* Task description
In the lines below, change "Kindly outline" to "Please mark" everywhere and write them out again with nothing else altered. Leave the pictures out of your answer.

* Material to process
## Begin

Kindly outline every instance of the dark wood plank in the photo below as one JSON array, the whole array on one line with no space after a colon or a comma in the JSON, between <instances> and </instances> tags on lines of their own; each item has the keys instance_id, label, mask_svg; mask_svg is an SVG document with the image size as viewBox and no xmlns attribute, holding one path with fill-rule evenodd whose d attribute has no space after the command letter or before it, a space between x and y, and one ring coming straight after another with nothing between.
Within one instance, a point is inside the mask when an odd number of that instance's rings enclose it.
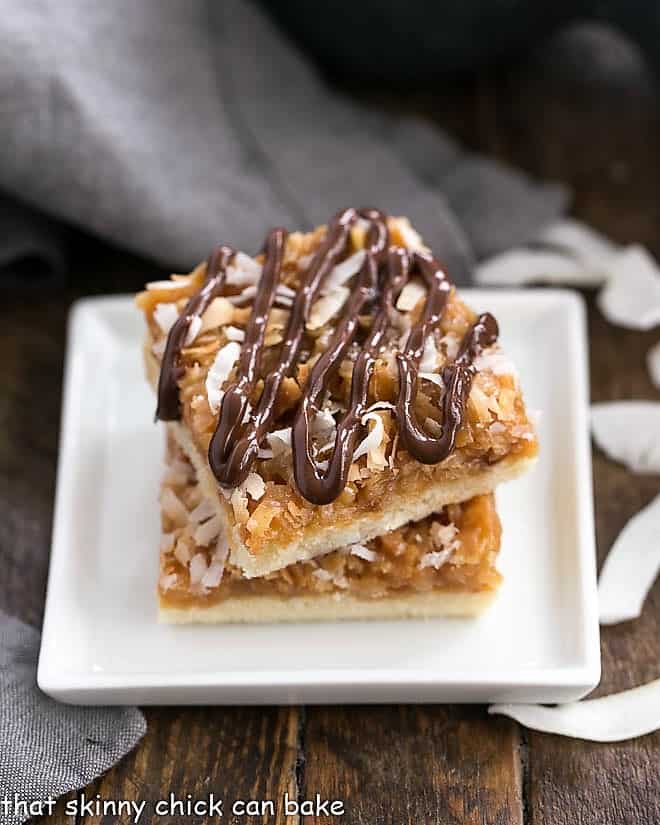
<instances>
[{"instance_id":1,"label":"dark wood plank","mask_svg":"<svg viewBox=\"0 0 660 825\"><path fill-rule=\"evenodd\" d=\"M299 711L296 708L154 708L146 712L148 731L136 750L92 787L88 798L146 801L142 822L254 822L295 825L284 815L287 793L297 799ZM169 794L185 802L223 799L224 816L155 815ZM275 814L233 816L237 800L272 800ZM84 816L85 825L115 825L107 816Z\"/></svg>"},{"instance_id":2,"label":"dark wood plank","mask_svg":"<svg viewBox=\"0 0 660 825\"><path fill-rule=\"evenodd\" d=\"M517 726L482 709L314 707L304 730L302 796L347 825L523 822Z\"/></svg>"}]
</instances>

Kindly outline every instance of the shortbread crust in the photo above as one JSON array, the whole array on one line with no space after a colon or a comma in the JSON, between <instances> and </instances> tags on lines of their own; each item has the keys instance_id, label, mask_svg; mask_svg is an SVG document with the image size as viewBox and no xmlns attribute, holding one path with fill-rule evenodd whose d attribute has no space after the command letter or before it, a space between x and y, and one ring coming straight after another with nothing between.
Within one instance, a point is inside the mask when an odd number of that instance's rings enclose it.
<instances>
[{"instance_id":1,"label":"shortbread crust","mask_svg":"<svg viewBox=\"0 0 660 825\"><path fill-rule=\"evenodd\" d=\"M396 243L408 247L420 243L407 222L390 219L389 226ZM309 260L324 232L320 227L308 235L289 236L282 281L289 292L295 293L299 268ZM349 252L356 254L360 243L359 232L353 233ZM257 259L245 264L246 278L249 267L258 266L259 262ZM165 338L161 326L163 310L159 307L174 306L175 314L180 312L186 299L199 288L204 272L205 265L201 265L190 276L175 276L172 286L152 285L138 298L148 322L145 355L147 372L154 384ZM235 305L229 299L236 301L241 289L245 287L230 287L226 297L216 299L214 307L203 316L195 339L184 348L179 381L182 421L170 427L195 465L207 494L216 502L229 536L231 559L246 576L262 576L345 544L369 541L408 521L424 518L447 503L488 493L496 484L524 472L533 462L537 452L534 429L525 412L515 370L497 346L486 351L475 365L466 420L451 455L439 464L427 465L397 448L397 420L391 408L397 386L392 366L396 342L391 342L391 349L383 352L376 365L370 388L370 401L376 407L365 427L365 433L376 429L378 417L384 435L380 444L354 462L348 484L336 501L319 506L299 494L293 482L290 449L277 439L265 444L264 456L267 452L275 454L255 462L251 488L246 483L241 489L223 490L207 461L209 442L218 421L218 410L211 409L207 377L219 350L232 341L240 348L238 339L249 318L251 301ZM397 323L402 329L421 311L422 304L421 298L415 302L413 295L410 308L397 311ZM286 312L285 307L276 303L266 334L267 352L277 350ZM475 318L452 290L432 345L435 354L430 367L436 378L440 377L443 364L451 363L461 336ZM335 321L331 317L310 330L313 351L307 362L298 366L295 378L286 380L278 401L280 409L274 426L278 432L290 428L291 409L304 385L309 364L323 351L324 337L327 339L332 332ZM339 371L338 386L328 399L329 415L333 404L341 407L345 403L345 382L350 378L350 369L349 360L347 371ZM441 397L437 383L425 380L417 398L418 411L426 416L425 427L429 430L437 426L434 422ZM324 457L322 452L319 457Z\"/></svg>"},{"instance_id":2,"label":"shortbread crust","mask_svg":"<svg viewBox=\"0 0 660 825\"><path fill-rule=\"evenodd\" d=\"M167 622L474 615L501 580L492 496L451 505L366 545L246 579L226 559L214 508L171 438L161 519L159 603Z\"/></svg>"}]
</instances>

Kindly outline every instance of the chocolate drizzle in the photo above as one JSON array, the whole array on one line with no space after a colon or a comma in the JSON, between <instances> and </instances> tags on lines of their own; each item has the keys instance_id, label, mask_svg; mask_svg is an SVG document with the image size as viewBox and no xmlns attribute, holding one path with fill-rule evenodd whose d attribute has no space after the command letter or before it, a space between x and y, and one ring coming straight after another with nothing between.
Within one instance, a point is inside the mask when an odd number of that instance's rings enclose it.
<instances>
[{"instance_id":1,"label":"chocolate drizzle","mask_svg":"<svg viewBox=\"0 0 660 825\"><path fill-rule=\"evenodd\" d=\"M346 486L358 437L364 430L362 417L367 409L376 358L385 343L396 297L412 275L422 278L427 296L420 319L411 328L402 351L397 353L399 394L396 414L401 444L425 464L443 461L454 449L476 372L474 358L482 348L497 340L497 322L488 313L479 316L465 335L454 361L443 368L442 429L438 437L428 435L415 414L419 363L428 336L442 319L451 282L430 254L390 245L383 213L375 209L349 208L335 216L302 277L279 359L264 377L261 395L253 402L257 382L262 377L260 366L265 329L280 280L287 234L282 229L275 229L266 240L261 281L245 332L236 378L223 396L218 426L209 445L209 463L222 486L236 487L250 472L271 429L282 382L295 374L312 305L327 275L345 256L351 227L359 218L369 222L366 255L328 347L312 367L302 388L293 422L296 486L301 495L314 504L334 501ZM225 270L233 255L230 247L216 248L209 260L202 288L189 300L170 331L159 381L158 418L172 420L180 415L177 381L181 375L181 349L192 319L201 316L211 300L222 291ZM359 317L365 314L371 315L371 325L365 340L357 342ZM330 381L354 344L360 346L360 352L353 365L349 405L337 423L334 449L325 467L313 455L313 422L323 406Z\"/></svg>"}]
</instances>

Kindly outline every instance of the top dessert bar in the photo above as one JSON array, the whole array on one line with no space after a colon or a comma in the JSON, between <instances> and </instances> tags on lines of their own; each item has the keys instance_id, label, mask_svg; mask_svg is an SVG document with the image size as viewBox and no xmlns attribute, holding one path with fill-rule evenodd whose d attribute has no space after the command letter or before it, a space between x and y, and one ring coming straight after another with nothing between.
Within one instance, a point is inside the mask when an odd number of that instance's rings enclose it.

## End

* Result
Please mark every instance of the dark wood plank in the photo below as one JSON array, the whole array on one line with no space after a colon or a comma in the JSON, between <instances> and </instances> tags on lines of their own; each item has the keys instance_id, label, mask_svg; mask_svg is an SVG document with the image size as viewBox and no xmlns attribute, holding one path with fill-rule evenodd whose d attribute has no space after the command letter or before it, a space between x and y, and one ring coming straight after another with nothing between.
Within one instance, a point is inside the mask when an odd number of that instance's rings enclose it.
<instances>
[{"instance_id":1,"label":"dark wood plank","mask_svg":"<svg viewBox=\"0 0 660 825\"><path fill-rule=\"evenodd\" d=\"M299 711L296 708L154 708L146 712L148 731L136 750L92 787L88 798L146 801L142 822L254 822L295 825L284 815L287 793L297 799ZM169 794L185 802L223 799L224 816L155 815ZM275 814L233 816L237 800L272 800ZM84 816L85 825L115 825L107 816Z\"/></svg>"},{"instance_id":2,"label":"dark wood plank","mask_svg":"<svg viewBox=\"0 0 660 825\"><path fill-rule=\"evenodd\" d=\"M517 726L482 709L314 707L304 730L302 796L347 825L523 822Z\"/></svg>"}]
</instances>

Please mark every instance of the shortbread crust in the photo above as one JSON array, the whole array on one line with no space after a colon or a comma in the JSON, between <instances> and </instances> tags on lines of their own; each item has the keys instance_id, label, mask_svg; mask_svg is an SVG document with the image size as viewBox and no xmlns attribute, holding one path with fill-rule evenodd whose d attribute has no space after the command letter or before it, a space between x and y, and one ring coming straight after another with nothing between.
Within one instance, a point is inside the mask when an odd number of that instance's rings enclose it.
<instances>
[{"instance_id":1,"label":"shortbread crust","mask_svg":"<svg viewBox=\"0 0 660 825\"><path fill-rule=\"evenodd\" d=\"M396 243L408 247L420 243L407 222L390 219L389 226ZM309 260L324 232L320 227L308 235L289 236L282 281L289 292L295 293L299 268ZM349 252L356 254L360 243L359 232L353 233ZM257 259L245 264L246 278L249 267L258 266L259 262ZM165 338L161 326L163 310L159 307L174 306L175 314L180 312L186 299L199 288L204 272L205 265L201 265L190 276L175 276L172 286L152 285L138 298L148 322L145 355L147 372L154 384ZM235 305L229 299L236 301L241 289L245 287L230 287L226 297L216 299L214 307L203 316L195 339L184 348L179 381L182 421L170 427L195 465L207 494L216 502L229 536L231 559L246 576L262 576L345 544L369 541L408 521L424 518L447 503L488 493L496 484L524 472L533 462L537 452L534 429L525 412L515 370L497 346L486 351L475 365L466 420L451 455L439 464L427 465L397 448L397 420L391 408L397 386L392 366L396 342L391 342L391 349L383 352L376 365L370 388L370 401L376 407L365 427L365 433L376 429L378 417L384 435L380 444L354 462L348 484L336 501L319 506L299 494L293 482L290 449L277 439L265 444L264 456L267 452L275 454L255 462L251 488L246 483L241 489L223 490L207 461L209 442L218 421L218 410L211 409L207 377L219 350L232 341L240 348L238 339L249 318L251 301ZM397 323L402 329L421 311L422 304L421 298L415 302L413 295L410 308L397 311ZM286 312L285 307L276 303L266 334L267 352L277 350ZM475 318L452 290L432 345L435 354L430 367L436 378L440 377L443 364L451 363L461 336ZM335 321L331 317L310 330L313 351L307 362L298 366L295 378L286 380L278 401L280 409L274 426L278 432L290 428L291 409L304 385L309 364L323 351L324 337L327 339L332 332ZM339 371L338 386L328 399L329 415L333 404L341 407L345 403L345 382L350 378L350 369L349 360L347 371ZM441 397L437 383L425 380L417 398L418 411L426 416L425 427L429 430L437 426L434 422ZM324 457L322 452L319 457Z\"/></svg>"},{"instance_id":2,"label":"shortbread crust","mask_svg":"<svg viewBox=\"0 0 660 825\"><path fill-rule=\"evenodd\" d=\"M167 622L474 615L501 580L492 496L451 505L366 545L246 579L226 559L214 508L171 438L161 519L159 603Z\"/></svg>"}]
</instances>

Please mark every instance of the chocolate drizzle in the photo above as one JSON array, the whole array on one line with no space after a colon or a comma in the JSON, between <instances> and </instances> tags on lines of their own; each item has the keys instance_id, label, mask_svg; mask_svg is an SVG document with the image size as viewBox and no xmlns attribute, holding one path with fill-rule evenodd whose d attribute has no space after the command letter or before it, a space between x and y, and one ring coming straight after another with nothing between.
Within one instance, a point is inside the mask when an odd number of that instance's rings enclose it.
<instances>
[{"instance_id":1,"label":"chocolate drizzle","mask_svg":"<svg viewBox=\"0 0 660 825\"><path fill-rule=\"evenodd\" d=\"M346 486L358 437L364 430L362 417L367 409L376 358L385 343L396 297L412 275L422 278L427 296L420 319L411 328L402 351L397 353L399 394L396 414L401 444L425 464L443 461L454 449L476 372L474 358L482 348L497 340L497 322L488 313L479 316L465 335L454 361L443 368L442 429L438 437L428 435L415 414L419 363L428 336L442 319L451 282L430 254L390 245L383 213L375 209L349 208L335 216L302 277L279 359L264 377L261 395L253 402L257 382L262 377L260 366L265 329L280 280L287 234L282 229L275 229L266 240L261 281L245 332L236 378L223 396L218 426L209 445L209 463L222 486L236 487L250 472L271 429L282 382L295 374L312 305L327 275L345 256L351 227L359 218L369 222L366 255L328 347L312 367L302 388L293 422L296 486L301 495L314 504L334 501ZM225 270L233 255L230 247L216 248L209 260L202 288L189 300L170 331L159 381L158 418L172 420L180 415L177 381L181 375L181 349L192 319L201 316L211 300L222 291ZM359 317L365 314L371 315L371 325L365 340L357 342ZM330 381L354 344L360 346L360 352L353 365L349 405L337 423L334 449L325 467L313 455L313 422L323 406Z\"/></svg>"}]
</instances>

Please mark every instance of the top dessert bar in the photo above as one JSON array, the whole array on one line with no space after a colon or a comma in the JSON, between <instances> and </instances> tags on lines of their own; each item has the keys instance_id, label, mask_svg; mask_svg is an SVG document with the image size as viewBox and no xmlns attribute, holding one path with fill-rule evenodd whose d attribute has no space after the command letter or before it, a space between x and y, and one ring coming straight after another with nothing between.
Within one instance, a point is inside the mask when an odd number of that instance's rings enclose it.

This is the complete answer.